**Assigned task:**
Return each entry word for word and skip its pictures.

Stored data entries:
------------------------

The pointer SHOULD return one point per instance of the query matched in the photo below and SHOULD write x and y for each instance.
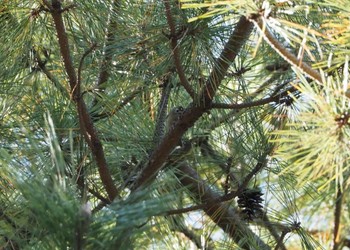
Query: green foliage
(78, 166)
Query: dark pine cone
(250, 202)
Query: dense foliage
(174, 124)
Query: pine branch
(176, 50)
(337, 215)
(107, 52)
(235, 43)
(194, 112)
(260, 23)
(221, 214)
(85, 121)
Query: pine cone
(250, 202)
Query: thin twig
(337, 215)
(85, 121)
(260, 22)
(176, 50)
(195, 110)
(93, 46)
(260, 102)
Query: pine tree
(256, 159)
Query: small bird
(173, 117)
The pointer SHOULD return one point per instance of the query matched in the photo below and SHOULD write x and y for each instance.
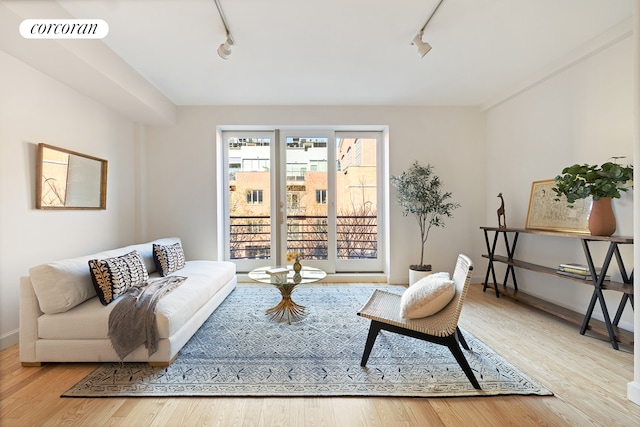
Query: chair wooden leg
(462, 361)
(461, 339)
(371, 339)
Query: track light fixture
(224, 50)
(423, 48)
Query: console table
(607, 328)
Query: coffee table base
(286, 309)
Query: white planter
(415, 275)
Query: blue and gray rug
(239, 351)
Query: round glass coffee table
(286, 281)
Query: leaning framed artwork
(546, 213)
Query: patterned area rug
(241, 352)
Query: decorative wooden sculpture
(502, 219)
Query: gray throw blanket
(132, 321)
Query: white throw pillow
(427, 296)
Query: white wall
(582, 114)
(35, 108)
(182, 173)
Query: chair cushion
(427, 296)
(112, 277)
(168, 258)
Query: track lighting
(225, 48)
(424, 48)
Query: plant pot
(602, 220)
(415, 275)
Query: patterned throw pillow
(112, 277)
(168, 258)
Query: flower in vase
(294, 256)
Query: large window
(311, 191)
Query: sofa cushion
(168, 258)
(427, 296)
(62, 285)
(90, 320)
(112, 277)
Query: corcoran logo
(64, 29)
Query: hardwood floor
(588, 377)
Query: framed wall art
(545, 213)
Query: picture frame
(546, 213)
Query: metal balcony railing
(356, 236)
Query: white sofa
(62, 319)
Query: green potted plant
(601, 183)
(420, 193)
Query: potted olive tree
(602, 183)
(420, 193)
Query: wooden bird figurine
(502, 219)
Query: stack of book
(578, 271)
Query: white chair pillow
(427, 296)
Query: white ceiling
(345, 52)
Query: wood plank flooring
(588, 377)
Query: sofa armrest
(29, 313)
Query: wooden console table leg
(597, 292)
(510, 251)
(490, 268)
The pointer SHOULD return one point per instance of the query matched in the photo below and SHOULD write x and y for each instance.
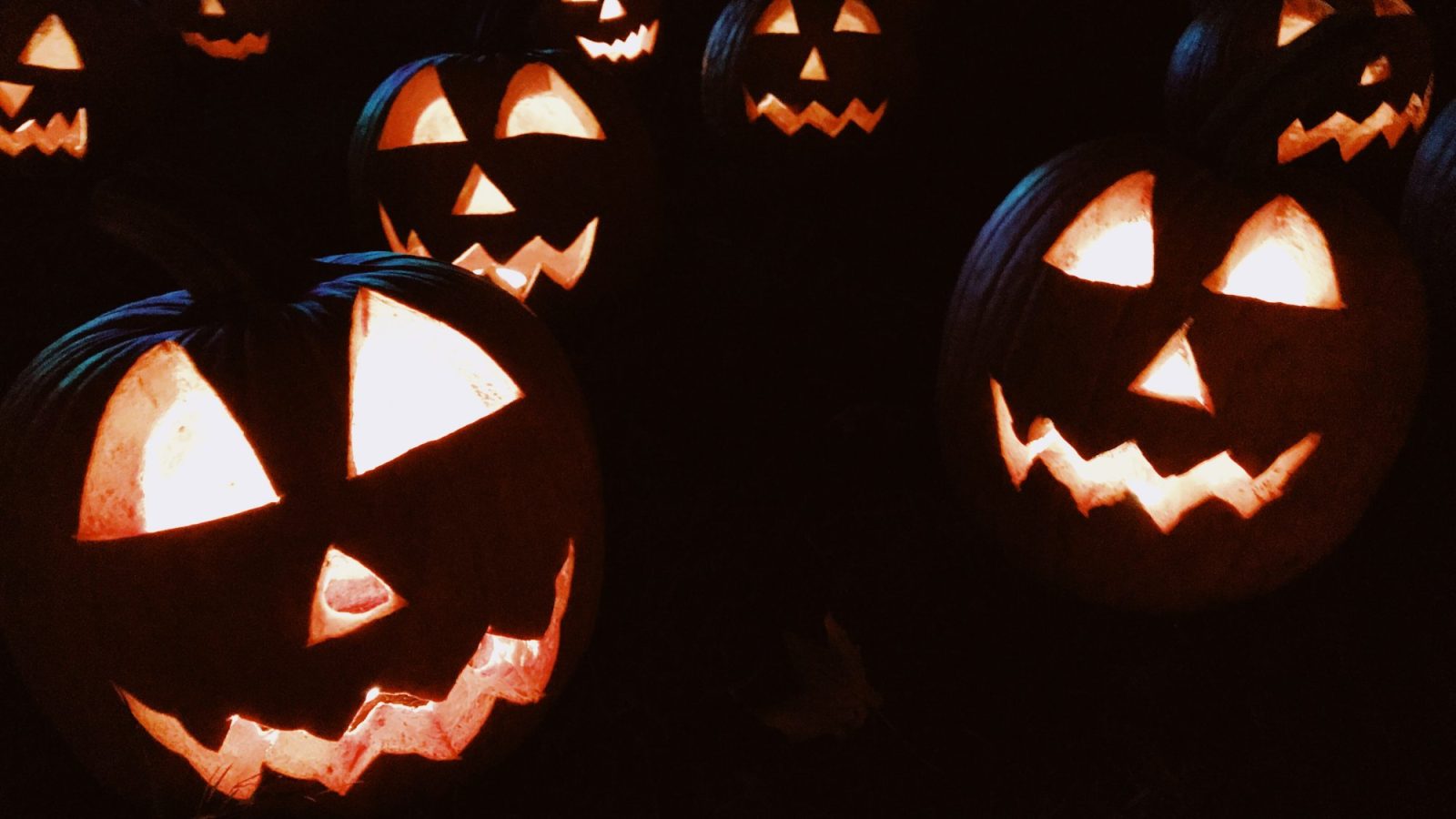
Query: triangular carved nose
(612, 11)
(1174, 375)
(482, 197)
(347, 598)
(14, 96)
(814, 69)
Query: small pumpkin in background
(1167, 392)
(248, 31)
(804, 70)
(76, 80)
(609, 33)
(341, 540)
(1343, 86)
(531, 171)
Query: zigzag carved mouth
(58, 135)
(1125, 472)
(519, 274)
(242, 48)
(791, 120)
(630, 48)
(502, 668)
(1353, 136)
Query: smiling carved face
(504, 167)
(616, 33)
(824, 94)
(1201, 387)
(41, 87)
(373, 545)
(1299, 82)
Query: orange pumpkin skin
(1135, 417)
(487, 530)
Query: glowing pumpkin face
(1168, 392)
(803, 66)
(1280, 82)
(606, 31)
(389, 561)
(523, 172)
(225, 29)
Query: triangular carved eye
(167, 453)
(856, 18)
(778, 18)
(421, 116)
(414, 379)
(51, 47)
(1281, 257)
(1111, 241)
(539, 101)
(1299, 16)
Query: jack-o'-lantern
(613, 33)
(1165, 390)
(526, 171)
(267, 544)
(1343, 85)
(225, 29)
(70, 73)
(803, 69)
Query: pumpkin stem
(184, 232)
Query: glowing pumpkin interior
(1280, 257)
(169, 453)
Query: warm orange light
(1356, 136)
(1125, 472)
(1280, 256)
(856, 18)
(1111, 241)
(347, 598)
(539, 101)
(421, 116)
(60, 133)
(14, 96)
(793, 120)
(480, 197)
(223, 48)
(502, 668)
(814, 69)
(414, 379)
(778, 18)
(519, 274)
(51, 47)
(1376, 72)
(1299, 16)
(631, 47)
(167, 453)
(1174, 375)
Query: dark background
(763, 405)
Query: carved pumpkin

------------------------

**Worked solution:**
The pointer SHOULD return one point per instance of the query matched in the photo below and SHOULD write x and y for each instance.
Query: green foliage
(78, 166)
Query: dark pine cone
(250, 202)
Query: dense foliage
(174, 124)
Query: pine branch
(176, 50)
(337, 215)
(107, 52)
(235, 43)
(194, 112)
(260, 23)
(221, 214)
(85, 121)
Query: pine cone
(250, 202)
Query: thin twig
(337, 215)
(85, 121)
(260, 22)
(176, 50)
(195, 110)
(93, 46)
(260, 102)
Query: pine tree
(256, 159)
Query: small bird
(173, 117)
The pointer SHOULD return one point per instance of the query matched in the photo below and SHOULD write x and y for each instance.
Query: chair wooden leg
(462, 361)
(461, 339)
(371, 339)
Query: track light fixture
(224, 50)
(423, 48)
Query: console table
(607, 328)
Query: coffee table base
(286, 309)
Query: white planter
(415, 275)
Query: blue and gray rug
(239, 351)
Query: round glass coffee table
(286, 281)
Query: leaning framed artwork
(546, 213)
Query: patterned area rug
(241, 352)
Query: decorative wooden sculpture
(502, 219)
Query: gray throw blanket
(132, 321)
Query: white throw pillow
(427, 296)
Query: white wall
(582, 114)
(35, 108)
(182, 173)
Query: chair cushion
(427, 296)
(112, 277)
(168, 258)
Query: track lighting
(225, 48)
(424, 48)
Query: plant pot
(602, 220)
(415, 275)
Query: patterned throw pillow
(112, 277)
(168, 258)
Query: flower in vase
(294, 256)
Query: large window
(311, 191)
Query: sofa cushion
(168, 258)
(427, 296)
(62, 285)
(90, 320)
(112, 277)
Query: corcoran logo
(64, 29)
Query: hardwood floor
(588, 377)
Query: framed wall art
(545, 213)
Query: picture frame
(546, 213)
Query: metal balcony railing
(356, 236)
Query: white sofa
(62, 319)
Query: green potted plant
(601, 183)
(420, 193)
Query: potted olive tree
(602, 183)
(420, 193)
Query: wooden bird figurine
(502, 219)
Query: stack of book
(578, 271)
Query: white chair pillow
(427, 296)
Query: white ceiling
(345, 52)
Query: wood plank flooring
(588, 377)
Query: sofa armrest
(29, 313)
Query: wooden console table leg
(597, 292)
(510, 251)
(490, 268)
The pointer SHOULD return one point per instance of the query matched in the photo below and SHOULD write x and y for each instance.
Query: triangular carved nose
(612, 11)
(1174, 375)
(482, 197)
(347, 598)
(14, 96)
(814, 69)
Query: small pumpkin in background
(1167, 392)
(248, 31)
(804, 70)
(76, 80)
(609, 33)
(341, 540)
(1343, 86)
(531, 171)
Query: zigzag carved mouth
(58, 135)
(1125, 472)
(519, 274)
(242, 48)
(791, 120)
(630, 48)
(502, 668)
(1353, 136)
Query: smiling carved face
(504, 167)
(616, 33)
(824, 94)
(1201, 387)
(41, 87)
(373, 545)
(1299, 82)
Query: orange pumpkin skin
(1135, 417)
(487, 530)
Query: glowing pumpkin face
(1168, 392)
(803, 66)
(1280, 82)
(606, 31)
(389, 561)
(523, 172)
(225, 29)
Query: triangular carved eye
(167, 453)
(856, 18)
(778, 18)
(421, 116)
(414, 379)
(51, 47)
(1281, 257)
(1111, 241)
(539, 101)
(1299, 16)
Query: jack-o'-lantern
(613, 33)
(1165, 390)
(526, 171)
(267, 544)
(1343, 85)
(225, 29)
(70, 73)
(803, 69)
Query: pumpkin stem
(184, 232)
Query: glowing pumpkin interior
(1280, 257)
(169, 453)
Query: warm orange light
(1356, 136)
(1125, 472)
(1280, 256)
(856, 18)
(1111, 241)
(347, 598)
(539, 101)
(421, 116)
(60, 133)
(14, 96)
(793, 120)
(480, 197)
(223, 48)
(502, 668)
(814, 69)
(414, 379)
(778, 18)
(519, 274)
(51, 47)
(1376, 72)
(1299, 16)
(631, 47)
(167, 453)
(1174, 375)
Query: dark background
(763, 405)
Query: carved pumpkin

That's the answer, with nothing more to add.